* [Problem to work on]: Isolate every line in the data with the string "path" and copy it.

* [Given entries]:
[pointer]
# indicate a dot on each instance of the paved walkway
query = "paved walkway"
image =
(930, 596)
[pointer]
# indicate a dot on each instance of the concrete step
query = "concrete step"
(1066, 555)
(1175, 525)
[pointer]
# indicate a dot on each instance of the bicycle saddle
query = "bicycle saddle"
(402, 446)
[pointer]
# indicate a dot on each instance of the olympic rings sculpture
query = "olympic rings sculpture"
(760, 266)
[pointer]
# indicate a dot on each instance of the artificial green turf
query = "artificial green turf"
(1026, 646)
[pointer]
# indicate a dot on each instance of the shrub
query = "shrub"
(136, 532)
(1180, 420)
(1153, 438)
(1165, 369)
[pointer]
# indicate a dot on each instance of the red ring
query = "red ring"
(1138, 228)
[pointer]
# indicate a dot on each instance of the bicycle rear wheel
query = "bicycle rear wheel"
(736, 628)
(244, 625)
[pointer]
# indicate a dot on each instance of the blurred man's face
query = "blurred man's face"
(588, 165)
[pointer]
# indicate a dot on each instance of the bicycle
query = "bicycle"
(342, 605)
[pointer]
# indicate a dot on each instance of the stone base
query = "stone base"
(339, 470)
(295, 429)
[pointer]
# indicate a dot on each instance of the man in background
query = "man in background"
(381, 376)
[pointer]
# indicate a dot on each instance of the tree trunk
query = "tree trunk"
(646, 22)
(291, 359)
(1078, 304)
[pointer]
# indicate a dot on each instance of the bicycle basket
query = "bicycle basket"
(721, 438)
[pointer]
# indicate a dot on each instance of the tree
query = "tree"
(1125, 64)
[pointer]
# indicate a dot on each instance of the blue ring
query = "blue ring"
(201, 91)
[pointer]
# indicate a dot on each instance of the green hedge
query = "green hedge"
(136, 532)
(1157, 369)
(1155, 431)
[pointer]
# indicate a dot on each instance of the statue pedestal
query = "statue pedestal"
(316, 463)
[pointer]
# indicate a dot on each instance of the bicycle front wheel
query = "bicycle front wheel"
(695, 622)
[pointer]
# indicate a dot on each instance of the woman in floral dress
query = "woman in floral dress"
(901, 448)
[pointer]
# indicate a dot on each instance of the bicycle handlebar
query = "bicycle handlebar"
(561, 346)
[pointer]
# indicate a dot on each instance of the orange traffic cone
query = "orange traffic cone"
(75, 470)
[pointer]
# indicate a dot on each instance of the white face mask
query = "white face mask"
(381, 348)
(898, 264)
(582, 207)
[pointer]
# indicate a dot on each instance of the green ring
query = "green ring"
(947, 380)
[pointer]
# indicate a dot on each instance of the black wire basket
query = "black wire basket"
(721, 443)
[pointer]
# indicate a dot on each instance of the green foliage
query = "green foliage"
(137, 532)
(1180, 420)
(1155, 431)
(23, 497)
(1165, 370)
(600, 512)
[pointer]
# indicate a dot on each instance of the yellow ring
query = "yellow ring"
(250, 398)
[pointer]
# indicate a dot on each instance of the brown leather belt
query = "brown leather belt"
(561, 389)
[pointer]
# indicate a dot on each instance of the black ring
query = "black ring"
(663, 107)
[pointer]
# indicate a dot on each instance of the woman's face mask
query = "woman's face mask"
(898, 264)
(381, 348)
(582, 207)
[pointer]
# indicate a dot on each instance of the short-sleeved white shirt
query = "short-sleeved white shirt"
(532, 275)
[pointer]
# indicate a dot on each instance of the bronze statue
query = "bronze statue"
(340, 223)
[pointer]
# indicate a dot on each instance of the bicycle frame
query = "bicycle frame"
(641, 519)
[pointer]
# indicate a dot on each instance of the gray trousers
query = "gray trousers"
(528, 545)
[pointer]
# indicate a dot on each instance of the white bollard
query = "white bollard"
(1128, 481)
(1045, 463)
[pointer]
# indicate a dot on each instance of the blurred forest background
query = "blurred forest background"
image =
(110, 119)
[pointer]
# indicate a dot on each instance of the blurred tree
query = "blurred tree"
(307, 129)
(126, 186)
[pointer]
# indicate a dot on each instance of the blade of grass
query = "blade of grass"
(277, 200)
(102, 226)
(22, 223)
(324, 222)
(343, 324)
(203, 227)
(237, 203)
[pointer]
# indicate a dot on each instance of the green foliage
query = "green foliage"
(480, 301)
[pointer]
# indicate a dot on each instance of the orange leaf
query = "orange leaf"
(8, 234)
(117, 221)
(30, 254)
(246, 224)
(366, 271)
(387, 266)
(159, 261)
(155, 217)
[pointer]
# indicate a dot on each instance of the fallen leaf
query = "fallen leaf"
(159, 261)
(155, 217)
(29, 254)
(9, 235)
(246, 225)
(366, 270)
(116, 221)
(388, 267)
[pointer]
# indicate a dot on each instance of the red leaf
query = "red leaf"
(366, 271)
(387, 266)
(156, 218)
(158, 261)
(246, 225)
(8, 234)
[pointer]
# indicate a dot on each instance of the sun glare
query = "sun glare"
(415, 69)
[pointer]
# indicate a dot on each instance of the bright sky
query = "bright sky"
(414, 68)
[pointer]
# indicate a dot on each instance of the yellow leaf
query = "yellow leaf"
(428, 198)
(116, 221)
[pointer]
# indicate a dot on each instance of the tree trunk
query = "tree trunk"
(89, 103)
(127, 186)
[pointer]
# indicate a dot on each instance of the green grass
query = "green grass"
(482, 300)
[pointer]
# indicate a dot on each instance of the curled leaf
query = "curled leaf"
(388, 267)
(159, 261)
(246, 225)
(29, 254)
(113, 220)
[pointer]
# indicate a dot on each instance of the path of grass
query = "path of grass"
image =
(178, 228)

* [Solution]:
# indicate a dot on each instance of the path of grass
query = "path of grass"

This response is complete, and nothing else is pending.